→ **WORK INSTRUCTION**: Your answer must contain only the lines from the one containing "would you mind locating the green" through the end of the entries below, reproduced character for character.

Stored items:
-- -- --
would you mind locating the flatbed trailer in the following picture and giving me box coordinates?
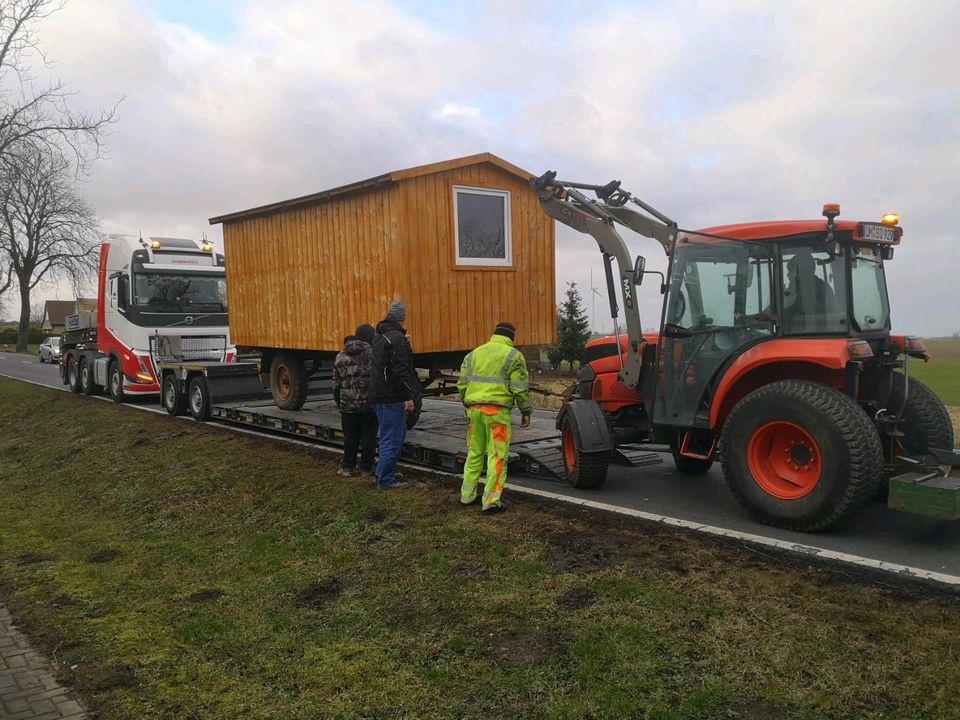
[155,359,661,481]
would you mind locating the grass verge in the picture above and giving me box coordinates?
[910,357,960,407]
[0,377,959,720]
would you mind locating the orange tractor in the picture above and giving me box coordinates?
[534,172,958,531]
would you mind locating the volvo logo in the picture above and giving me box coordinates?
[184,316,194,325]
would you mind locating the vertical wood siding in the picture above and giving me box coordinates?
[222,162,556,355]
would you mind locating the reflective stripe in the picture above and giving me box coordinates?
[508,381,529,390]
[500,348,519,378]
[465,375,506,384]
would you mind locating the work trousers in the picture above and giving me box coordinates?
[374,402,407,487]
[460,405,512,510]
[341,409,377,472]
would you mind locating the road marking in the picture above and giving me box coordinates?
[2,370,959,589]
[21,360,31,364]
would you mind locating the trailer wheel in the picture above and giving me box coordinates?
[888,374,954,455]
[188,376,211,421]
[162,373,187,416]
[269,353,307,410]
[108,360,126,403]
[720,380,883,532]
[79,357,97,396]
[561,416,610,489]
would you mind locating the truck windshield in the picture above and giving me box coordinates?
[133,273,227,311]
[850,244,890,332]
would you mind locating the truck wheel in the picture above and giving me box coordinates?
[269,353,307,410]
[79,358,97,396]
[720,380,883,532]
[108,360,126,403]
[67,355,81,393]
[561,415,610,489]
[672,453,714,475]
[162,373,187,416]
[888,374,954,455]
[188,376,211,421]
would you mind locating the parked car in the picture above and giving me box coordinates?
[38,337,61,363]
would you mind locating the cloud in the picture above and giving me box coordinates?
[20,0,960,337]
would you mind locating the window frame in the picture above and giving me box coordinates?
[452,185,512,267]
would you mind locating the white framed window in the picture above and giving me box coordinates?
[453,185,512,266]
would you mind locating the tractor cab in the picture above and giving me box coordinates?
[654,214,901,429]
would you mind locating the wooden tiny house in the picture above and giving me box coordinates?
[209,153,556,408]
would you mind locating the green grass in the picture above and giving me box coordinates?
[910,358,960,406]
[1,378,959,719]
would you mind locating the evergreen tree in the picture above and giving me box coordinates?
[554,282,590,373]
-- -- --
→ **SOLVED EXERCISE**:
would you mind locating the green grass in the picture above and giving me box coordinates?
[910,358,960,406]
[1,378,959,719]
would you mind locating the evergreen tree in the picture above and giving me box coordinates?
[554,282,590,373]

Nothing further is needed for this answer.